__Stated goal__: Write out the whole listing word for word.

______________________________

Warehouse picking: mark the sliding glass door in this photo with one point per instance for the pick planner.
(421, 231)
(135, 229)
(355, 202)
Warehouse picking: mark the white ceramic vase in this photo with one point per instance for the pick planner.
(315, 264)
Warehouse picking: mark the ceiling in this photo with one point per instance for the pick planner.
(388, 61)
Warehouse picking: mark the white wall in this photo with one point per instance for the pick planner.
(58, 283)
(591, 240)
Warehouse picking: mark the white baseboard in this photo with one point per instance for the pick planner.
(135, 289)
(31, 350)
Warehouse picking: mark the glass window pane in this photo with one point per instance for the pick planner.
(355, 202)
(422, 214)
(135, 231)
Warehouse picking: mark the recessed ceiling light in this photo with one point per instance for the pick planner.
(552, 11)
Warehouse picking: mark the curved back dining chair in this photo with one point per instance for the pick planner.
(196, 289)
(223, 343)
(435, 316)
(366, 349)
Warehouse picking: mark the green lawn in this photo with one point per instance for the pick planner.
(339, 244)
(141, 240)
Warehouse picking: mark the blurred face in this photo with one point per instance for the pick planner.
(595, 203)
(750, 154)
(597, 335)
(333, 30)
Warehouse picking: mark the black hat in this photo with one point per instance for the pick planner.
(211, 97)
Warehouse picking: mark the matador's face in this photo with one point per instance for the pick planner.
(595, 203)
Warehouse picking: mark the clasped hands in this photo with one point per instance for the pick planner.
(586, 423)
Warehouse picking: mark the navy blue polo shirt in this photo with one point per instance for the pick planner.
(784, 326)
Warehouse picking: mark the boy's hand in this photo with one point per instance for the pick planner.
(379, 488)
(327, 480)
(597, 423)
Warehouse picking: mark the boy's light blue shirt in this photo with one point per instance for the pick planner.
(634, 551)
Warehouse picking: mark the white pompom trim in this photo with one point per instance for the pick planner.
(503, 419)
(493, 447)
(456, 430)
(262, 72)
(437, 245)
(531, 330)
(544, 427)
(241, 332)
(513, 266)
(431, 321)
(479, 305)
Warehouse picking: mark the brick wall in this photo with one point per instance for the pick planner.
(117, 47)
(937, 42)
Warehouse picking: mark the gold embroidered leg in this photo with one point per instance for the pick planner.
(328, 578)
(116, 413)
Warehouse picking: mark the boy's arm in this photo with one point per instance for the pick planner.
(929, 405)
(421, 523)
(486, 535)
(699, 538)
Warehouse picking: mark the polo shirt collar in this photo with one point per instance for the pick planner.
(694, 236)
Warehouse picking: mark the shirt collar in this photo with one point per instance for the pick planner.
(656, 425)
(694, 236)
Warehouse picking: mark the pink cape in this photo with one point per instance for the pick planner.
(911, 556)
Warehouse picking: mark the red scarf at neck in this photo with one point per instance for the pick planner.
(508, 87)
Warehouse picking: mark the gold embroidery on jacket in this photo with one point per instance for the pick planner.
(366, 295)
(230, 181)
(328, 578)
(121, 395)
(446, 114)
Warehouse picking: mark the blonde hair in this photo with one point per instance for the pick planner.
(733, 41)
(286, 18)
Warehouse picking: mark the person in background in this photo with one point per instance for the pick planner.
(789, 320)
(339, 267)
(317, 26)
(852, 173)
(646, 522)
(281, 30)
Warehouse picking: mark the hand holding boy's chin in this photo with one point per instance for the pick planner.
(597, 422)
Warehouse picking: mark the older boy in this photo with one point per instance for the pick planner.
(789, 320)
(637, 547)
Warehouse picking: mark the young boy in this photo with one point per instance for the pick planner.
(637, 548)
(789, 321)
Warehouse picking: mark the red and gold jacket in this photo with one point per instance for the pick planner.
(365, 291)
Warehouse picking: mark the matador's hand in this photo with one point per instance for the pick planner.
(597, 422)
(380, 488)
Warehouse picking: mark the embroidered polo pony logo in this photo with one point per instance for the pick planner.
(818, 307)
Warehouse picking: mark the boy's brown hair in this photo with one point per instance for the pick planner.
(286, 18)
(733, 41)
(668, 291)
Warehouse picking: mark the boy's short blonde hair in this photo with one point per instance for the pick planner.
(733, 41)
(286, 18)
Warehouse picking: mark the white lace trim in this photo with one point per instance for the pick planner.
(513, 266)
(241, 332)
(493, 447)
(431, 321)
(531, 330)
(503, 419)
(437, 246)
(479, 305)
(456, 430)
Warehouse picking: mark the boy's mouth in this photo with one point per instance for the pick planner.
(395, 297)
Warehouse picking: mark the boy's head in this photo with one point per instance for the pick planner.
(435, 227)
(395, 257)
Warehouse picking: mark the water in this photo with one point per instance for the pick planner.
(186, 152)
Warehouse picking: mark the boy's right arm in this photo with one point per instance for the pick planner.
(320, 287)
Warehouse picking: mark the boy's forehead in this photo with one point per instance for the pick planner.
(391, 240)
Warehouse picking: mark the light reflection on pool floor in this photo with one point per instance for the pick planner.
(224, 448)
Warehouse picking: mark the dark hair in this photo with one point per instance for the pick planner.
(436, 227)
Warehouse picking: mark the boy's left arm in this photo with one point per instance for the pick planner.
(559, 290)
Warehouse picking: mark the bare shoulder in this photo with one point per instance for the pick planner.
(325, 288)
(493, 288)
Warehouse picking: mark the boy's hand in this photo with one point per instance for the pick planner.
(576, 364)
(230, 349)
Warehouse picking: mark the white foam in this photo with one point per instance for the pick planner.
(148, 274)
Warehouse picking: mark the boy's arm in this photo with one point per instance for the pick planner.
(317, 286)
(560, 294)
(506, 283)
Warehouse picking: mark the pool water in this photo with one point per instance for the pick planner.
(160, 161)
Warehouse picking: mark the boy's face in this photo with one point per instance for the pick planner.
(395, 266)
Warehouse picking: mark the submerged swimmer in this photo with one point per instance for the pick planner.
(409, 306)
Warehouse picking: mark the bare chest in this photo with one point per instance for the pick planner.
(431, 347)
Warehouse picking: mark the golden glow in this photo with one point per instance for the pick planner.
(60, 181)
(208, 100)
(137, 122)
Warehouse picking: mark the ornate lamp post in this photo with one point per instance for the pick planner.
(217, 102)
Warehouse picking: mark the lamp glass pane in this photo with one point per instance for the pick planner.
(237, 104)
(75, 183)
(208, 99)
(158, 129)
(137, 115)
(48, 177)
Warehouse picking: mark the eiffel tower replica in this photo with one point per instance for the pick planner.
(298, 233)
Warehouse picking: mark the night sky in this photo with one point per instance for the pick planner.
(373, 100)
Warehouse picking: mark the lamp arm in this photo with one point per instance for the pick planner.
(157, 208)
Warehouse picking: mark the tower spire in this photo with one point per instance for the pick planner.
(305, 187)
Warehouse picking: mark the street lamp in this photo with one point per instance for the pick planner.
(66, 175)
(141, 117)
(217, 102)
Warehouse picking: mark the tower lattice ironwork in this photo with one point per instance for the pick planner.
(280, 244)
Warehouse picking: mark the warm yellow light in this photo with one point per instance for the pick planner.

______________________________

__Response to this exercise__:
Warehouse picking: mark the sliding glass door in this photo with one point per instance for the pick planner.
(421, 231)
(135, 229)
(355, 202)
Warehouse picking: mark the white ceramic vase in this photo with one point per instance for the pick planner.
(315, 264)
Warehouse picking: mark the ceiling in this photo with one point per instance for the pick planner.
(388, 61)
Warehouse picking: mark the white wall in this photo with one point per instance for the pick planner.
(58, 283)
(591, 240)
Warehouse picking: mark the white baseboard in this photo with one point per instance for the pick planner.
(135, 289)
(31, 350)
Warehouse picking: mark the glass window pane in this photo with one point per instance for the pick planner.
(355, 202)
(422, 214)
(135, 231)
Warehouse picking: mark the recessed ceiling light in this photo with one point per instance for the pick planner.
(552, 11)
Warehouse picking: mark the curved back dining chair in this photo with one point per instance for the pick planner.
(196, 289)
(223, 343)
(435, 316)
(366, 349)
Warehouse picking: mark the green lawn in this photo with one point per instance for the pick planner.
(339, 244)
(141, 240)
Warehouse picking: mark the blurred face in this photo with one point per instance for the pick planner.
(595, 203)
(750, 154)
(597, 335)
(333, 30)
Warehouse picking: mark the black hat in this photo with one point per instance for the pick planner.
(211, 97)
Warehouse picking: mark the matador's face in this photo with one point per instance for the pick planner.
(595, 203)
Warehouse picking: mark the clasped hands in this photo with one point per instance for the pick planner.
(586, 423)
Warehouse picking: mark the navy blue polo shirt in this photo with one point per instance for the pick planner.
(784, 326)
Warehouse picking: mark the boy's hand in this photo with one point per instance for the pick planner.
(379, 488)
(327, 480)
(597, 423)
Warehouse picking: mark the boy's light blue shirt in this photo with one point per instance for the pick planner.
(634, 551)
Warehouse picking: mark the white pompom trim in this photo with one point per instance for the pick planner.
(503, 419)
(493, 447)
(456, 430)
(262, 72)
(437, 245)
(531, 330)
(544, 427)
(241, 332)
(513, 266)
(431, 321)
(479, 305)
Warehouse picking: mark the brick wall in this photo with one point per instance for the pick planner.
(117, 47)
(937, 42)
Warehouse picking: mark the gold embroidered leg in this photo with one point per instance for the pick planner.
(328, 578)
(116, 413)
Warehouse picking: mark the boy's arm in this photo with one point per instance for the pick planner.
(929, 405)
(421, 523)
(486, 535)
(699, 538)
Warehouse picking: mark the polo shirt collar in this photo with one point per instance for the pick planner.
(694, 236)
Warehouse picking: mark the shirt collar in this photo with one point per instance for the pick planner.
(656, 425)
(694, 236)
Warehouse picking: mark the pink cape in this photo with one point per instance for the pick planner.
(911, 556)
Warehouse picking: mark the red scarf at neck in this photo with one point per instance for the pick planner.
(508, 87)
Warehouse picking: mark the gold embroidery on jacket in this photo with one point per instance for the pick planner.
(366, 295)
(230, 181)
(328, 578)
(121, 395)
(446, 114)
Warehouse picking: mark the blonde hair in this photo with one point per instance for the pick planner.
(733, 41)
(286, 18)
Warehouse picking: mark the person in background in this photo with one point per instance for the pick planner.
(789, 320)
(339, 267)
(317, 26)
(852, 173)
(646, 522)
(281, 30)
Warehouse picking: mark the hand holding boy's chin in this photo with one point per instance for the pick planner.
(597, 422)
Warehouse picking: mark the older boy in this photo with one point per instance for the pick planner.
(789, 320)
(637, 547)
Warehouse picking: mark the young boy in this photo with one point per instance for the pick planner.
(637, 548)
(789, 321)
Warehouse picking: mark the red and gold jacket in this photo with one point per instance for the pick planner.
(365, 291)
Warehouse picking: mark the matador's hand in this photo with one point per instance for the pick planner.
(597, 422)
(380, 488)
Warehouse picking: mark the embroidered polo pony logo in this photo with one point per instance for the pick planner.
(818, 307)
Warehouse picking: mark the boy's brown hair in this photo with one point per instance for the pick planner.
(286, 18)
(733, 41)
(668, 291)
Warehouse picking: mark the boy's short blonde hair in this photo with one point per instance for the pick planner.
(733, 41)
(286, 18)
Warehouse picking: mark the white lace trim in this photo with one point per instance for the pick planner.
(513, 266)
(241, 332)
(493, 447)
(431, 321)
(531, 330)
(503, 419)
(437, 246)
(479, 305)
(456, 430)
Warehouse picking: mark the boy's mouth in this photo with one point per instance for the pick planner.
(395, 297)
Warehouse picking: mark the boy's head in this photo with one point per instance for the pick planner.
(435, 227)
(395, 257)
Warehouse picking: mark the water in this photo with one point per instance for the pick planner.
(186, 152)
Warehouse picking: mark the boy's right arm in this photo with one point per instance for the pick planner.
(320, 287)
Warehouse picking: mark the boy's forehead in this photo with one point per instance for the pick planner.
(391, 240)
Warehouse picking: mark the light reflection on pool floor in this photo with one point per instance for the pick planner.
(224, 448)
Warehouse picking: mark the dark hair in this photo with one point per instance for the pick planner.
(436, 227)
Warehouse picking: mark the boy's left arm in this photo with one point per instance for the pick planner.
(559, 290)
Warehouse picking: mark the bare shoulder in this photo with one point per instance for the pick planner.
(325, 288)
(493, 288)
Warehouse picking: mark the boy's hand in this photo with one point per instance for the pick planner.
(576, 364)
(230, 349)
Warehouse picking: mark the white foam in this photo with one point per instance for the pick planner.
(148, 274)
Warehouse picking: mark the boy's arm in this photo with one point per instance for the pick planner.
(317, 286)
(560, 294)
(506, 283)
Warehouse picking: mark the pool water in this photo with one point per instance for the pick planner.
(160, 161)
Warehouse picking: mark the boy's face in this photo with one point per instance for the pick planner.
(395, 266)
Warehouse picking: mark the submerged swimmer in this photo with one point per instance for the pick planner.
(409, 306)
Warehouse picking: mark the bare chest in this photo with one point per instance for the pick planner.
(431, 347)
Warehouse picking: mark the golden glow in this photo with one point per instance for the pick planner.
(60, 181)
(208, 100)
(137, 122)
Warehouse picking: mark the ornate lamp post in this photo with one point per instance for the pick planner.
(217, 102)
Warehouse picking: mark the lamp glass pane in this photo with one point per instance for the pick planner.
(237, 104)
(75, 183)
(208, 99)
(158, 129)
(137, 115)
(48, 177)
Warehouse picking: mark the eiffel tower replica in this photo with one point per instance for the pick planner.
(298, 233)
Warehouse picking: mark the night sky in this photo with one point per instance for the pick planner.
(373, 100)
Warehouse picking: mark the lamp arm in this photo with one point per instance for the pick planner.
(157, 208)
Warehouse picking: mark the tower spire in this photo with one point per instance for the pick planner.
(305, 187)
Warehouse picking: mark the street lamp in this photo with one point per instance for the pick planner.
(66, 175)
(141, 117)
(217, 102)
Warehouse picking: mark the tower lattice ironwork in this photo with one point per instance for the pick planner.
(280, 244)
Warehouse picking: mark the warm yellow light in this photo with one point per instance for the pick planner.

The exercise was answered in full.